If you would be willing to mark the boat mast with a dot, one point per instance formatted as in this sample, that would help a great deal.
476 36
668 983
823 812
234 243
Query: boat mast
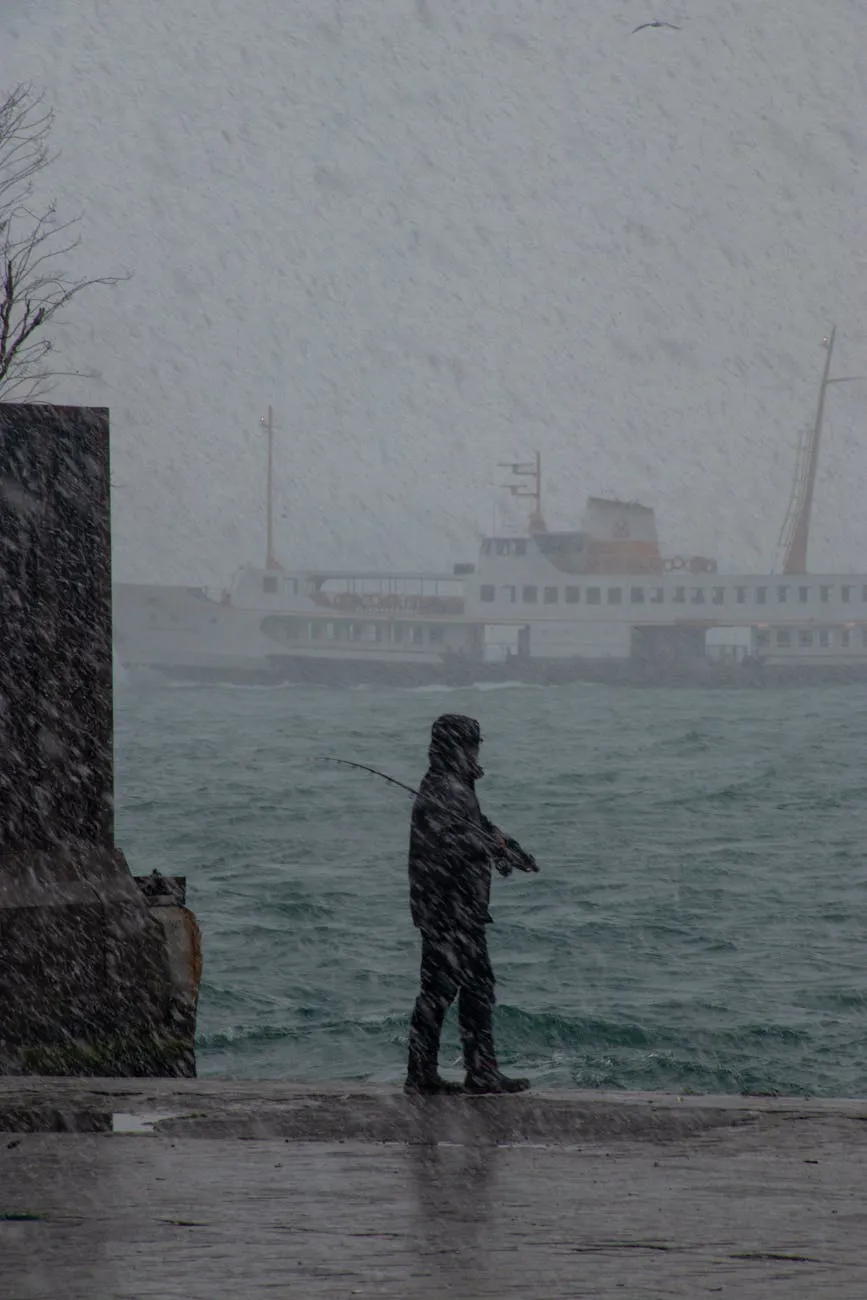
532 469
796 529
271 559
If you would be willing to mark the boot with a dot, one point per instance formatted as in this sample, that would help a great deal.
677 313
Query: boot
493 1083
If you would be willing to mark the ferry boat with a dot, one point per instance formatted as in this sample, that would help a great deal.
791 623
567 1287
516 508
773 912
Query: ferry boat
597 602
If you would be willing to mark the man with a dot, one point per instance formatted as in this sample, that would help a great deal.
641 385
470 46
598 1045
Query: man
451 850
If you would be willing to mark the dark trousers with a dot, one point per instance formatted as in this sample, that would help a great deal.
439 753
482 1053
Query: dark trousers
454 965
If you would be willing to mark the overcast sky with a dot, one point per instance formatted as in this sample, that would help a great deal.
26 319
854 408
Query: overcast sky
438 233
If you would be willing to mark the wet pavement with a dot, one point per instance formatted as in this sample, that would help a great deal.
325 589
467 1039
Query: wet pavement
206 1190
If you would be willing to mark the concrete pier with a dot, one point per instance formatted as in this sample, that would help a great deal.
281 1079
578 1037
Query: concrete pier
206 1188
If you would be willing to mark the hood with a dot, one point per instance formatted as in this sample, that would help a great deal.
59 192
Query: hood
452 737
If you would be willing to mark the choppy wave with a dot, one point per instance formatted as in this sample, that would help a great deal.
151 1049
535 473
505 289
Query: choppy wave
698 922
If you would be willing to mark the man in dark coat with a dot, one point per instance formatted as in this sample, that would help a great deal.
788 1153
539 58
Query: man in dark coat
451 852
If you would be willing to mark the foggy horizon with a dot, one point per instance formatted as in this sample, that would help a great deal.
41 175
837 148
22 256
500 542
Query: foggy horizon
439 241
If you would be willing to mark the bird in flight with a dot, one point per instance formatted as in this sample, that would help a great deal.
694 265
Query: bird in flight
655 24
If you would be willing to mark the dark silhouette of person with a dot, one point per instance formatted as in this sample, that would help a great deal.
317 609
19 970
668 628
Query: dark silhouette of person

Problem requirements
Output every entry exactly as given; pictures are not part of the copy.

Solution to this exercise
If you would be willing to mark the boat mast with a dot, one point per instance formatted as in this sample, that would help a great deal.
476 36
668 983
823 812
234 243
Query: boat mast
532 469
796 529
271 559
If you would be willing to mark the boot with a dot, one point per instance formatted as in this sample, that would help a great deal.
677 313
Query: boot
493 1083
If you would be willing to mark the ferry boat with a dot, one point per instance formatted as in this sample, that would help a great deal.
791 623
567 1287
516 508
773 912
Query: ferry boat
597 602
If you would be willing to mark the man with a dot, one point per instance formatted as in this sample, that would help a great deal.
641 385
470 46
598 1045
Query: man
451 850
If you would be willing to mark the dark trousers with a dot, one point per instance formatted as in this sample, that would help a great deal.
439 753
482 1053
Query: dark trousers
454 965
If you would be willing to mark the overcast sky with a dot, one point per instance formatted as in this sample, that would help a great deal.
26 319
854 408
Query: overcast sky
438 233
If you would be willing to mark the wet pavement with a dot, one point per instance formatted as in this sample, that would help a great deal.
325 589
467 1039
Query: wet pavement
206 1190
If you would be willing to mark the concrete pier with a dot, one point per instance formatted as in this sample, that would help a great deal.
281 1079
578 1037
Query: concrete pier
206 1188
If you would be willing to mark the hood with a dot, one point per instance formatted as in this sample, that would help a great deal.
59 192
Query: hood
452 737
If you would be willing to mark the choppy wave with a dot, one point per instance formatted as in this sample, that would help a great deal.
151 1049
535 473
505 289
Query: choppy wave
698 922
If you would be willing to mark the man in dark coat with a dot, one point per instance formatted as in this sample, that would help a great deal.
788 1153
539 58
Query: man in dark coat
451 852
If you would be willing to mark the foggy horizon with a dot, one point per instance formatted as in this sample, that would help a great deal.
41 175
837 148
22 256
500 542
Query: foggy horizon
439 241
If you would be willing to mark the bird in flight with a dot, one point per instance formatted as in this sample, that would help a great deal.
694 265
Query: bird in flight
655 24
If you would be willing to mark the dark silhouette of person with a dot, one point per instance formatted as in this sample, that would help a great deal.
317 609
19 970
668 628
Query: dark silhouette of person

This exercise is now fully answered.